Ball Legacy at Ball State University – Part 3
Rosemary Ball (1909-1997) was the youngest of Frank C. and Elizabeth Brady Ball’s five children. In 1932, she married Alexander M. Bracken (1908-1991). Five years later they moved into their newly constructed house at 10 Berwyn Road (now 2200 West Berwyn Road) in Westwood, a subdivision that had been developed by her brother E. Arthur Ball and Charles V. Bender. Toward the end of their lives, the couple decided that they wanted to give their home to Ball State as the residence for the university’s president. After Rosemary’s death, Ball State accepted the Georgian Revival home and in 1999, following some renovations, President Worthen and his wife moved into Bracken House.
Alexander Bracken, a graduate of Ball State Teachers College, served as an attorney for Ball Brothers Company and later Ball Corporation from 1933 to 1973 and as Chairman of the Board of Directors from 1970 to 1978. In addition, he was appointed to the Ball State Teachers College Board by Governor George Craig in 1954, replacing George A. Ball who died the following year. He continued to serve through the institution’s transition to a university, retiring in 1980. In 1974, Ball State’s Board of Trustees honored Bracken by naming the new university library after him. The Alexander M. Bracken Library opened in 1975.
In 1993, a semicircular basin north of the Bracken Library became the new home for the bronze sculpture Frog Baby. Frog Baby was cast by the sculptor Edith Barretto Stevens Parsons in 1937, in time to become part of an exhibit of contemporary American artists which was displayed at Ball State later that year. When the exhibit ended, Frog Baby was one of 27 pieces purchased by Frank C. Ball for his art collection. These acquisitions were then placed on display in the new Arts Building, which was completed in 1935.
The Bracken’s eldest child, Frank (1934-2016), followed in his father’s footsteps, both at Ball Corporation and Ball State University. He served on the university’s Board of Trustees from 1980 to 2012. In 2010, his service was recognized when Ball State named the oldest building on campus, the Frank A. Bracken Administration Building. This structure, dedicated on August 28, 1899, was the one and only building at the then Eastern Indiana Normal University. It would be thirty years before Ball State Teachers College would emerge.
When Ball State decided to build a new telecommunications building, it was only natural that it would be named after Edmund F. Ball (1905-2000), a man who’d had a major impact on telecommunications in East Central Indiana and a loyal supporter of the university. The Edmund F. Ball Communication Building was dedicated on September 30, 1988. Today it houses the Department of Telecommunications, the Center for Information and Communication Sciences, WIPB-TV and the WBST radio station.
There is another building on the Ball State campus named after the eldest son of Edmund Burke Ball. The Edmund F. Ball Medical Education Building was completed in 2000. It houses the Indiana University School of Medicine-Muncie, the Family Medicine Residency Program and provides training for Ball State students as research assistants.

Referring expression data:
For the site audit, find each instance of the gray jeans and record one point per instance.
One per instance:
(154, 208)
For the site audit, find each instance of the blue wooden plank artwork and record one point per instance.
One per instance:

Exercise instructions:
1 – Recast the paragraph of the Ball State legacy article that begins "Alexander Bracken, a graduate of" as a bulleted list, keeping its main facts.
2 – Write a continuation of the article on the Ball legacy at Ball State University, picking up after its last paragraph.

Answers to this exercise:
1 –
- Graduated from Ball State Teachers College.
- Worked as an attorney for Ball Brothers Company, later Ball Corporation, from 1933 to 1973.
- Was Chairman of the Board of Directors from 1970 to 1978.
- Was appointed to the Ball State Teachers College Board by Governor George Craig in 1954. He replaced George A. Ball, who died the following year.
- Served through the institution's transition to a university and retired in 1980.
- Was honored in 1974 when Ball State's Board of Trustees named the new university library after him.
- The Alexander M. Bracken Library opened in 1975.

2 –
E.F. Ball Communications Building, E.F Ball Medical Education Building, E.F. Ball at Dedication, E.F. Ball Building Groundbreaking
Also located in the Edmund F. Ball Medical Education Building is the Janice B. Fisher Learning Center. This seems particularly appropriate since Janice Ball (1916-2010) was the youngest sister of Edmund F. Ball. She married John W. Fisher (1915-2009) in 1940. Mr. Fisher was an important part of Ball Brothers and Ball Corporation from 1943-1992, serving as President and C.E.O. from 1970-1981. The Learning Center, which opened in 2014, uses special high-tech mannequins to provide simulation training for IU Health Ball Memorial Hospital employees, including new nurses and medical residents.
In 1986, Ball State opened the Institute for Wellness in an effort to improve the health of Indiana’s citizens and promote research into wellness-related academic fields. The name was changed in 1993, becoming the John and Janice Fisher Institute for Wellness and then changed twice more, in 1998 and 2013. The university finally settled on the John and Janice Fisher Institute of Health and Well-Being in 2015. It is dedicated to an interdisciplinary focus on research and community projects related to health and wellness.
And finally, there’s one other Ball State facility associated with the Fishers. It’s sort of related to health but in a very different way. In 2001, Ball State opened a football training center, which is located at the south end of the stadium. Four years later, when a major renovation was proposed for the newly named Schuemann Stadium, the name of the training facility was changed to the John W. and Janice B. Fisher Football Training Complex as a thank you to the Fishers for their financial support of the university. The complex includes a weight room for strength training and conditioning, a nutrition center, the football team’s locker room and a sports medicine facility.
When I graduated from Ball State, I had no idea how many ways the Ball family had contributed to my education. I only wish it was possible to thank them.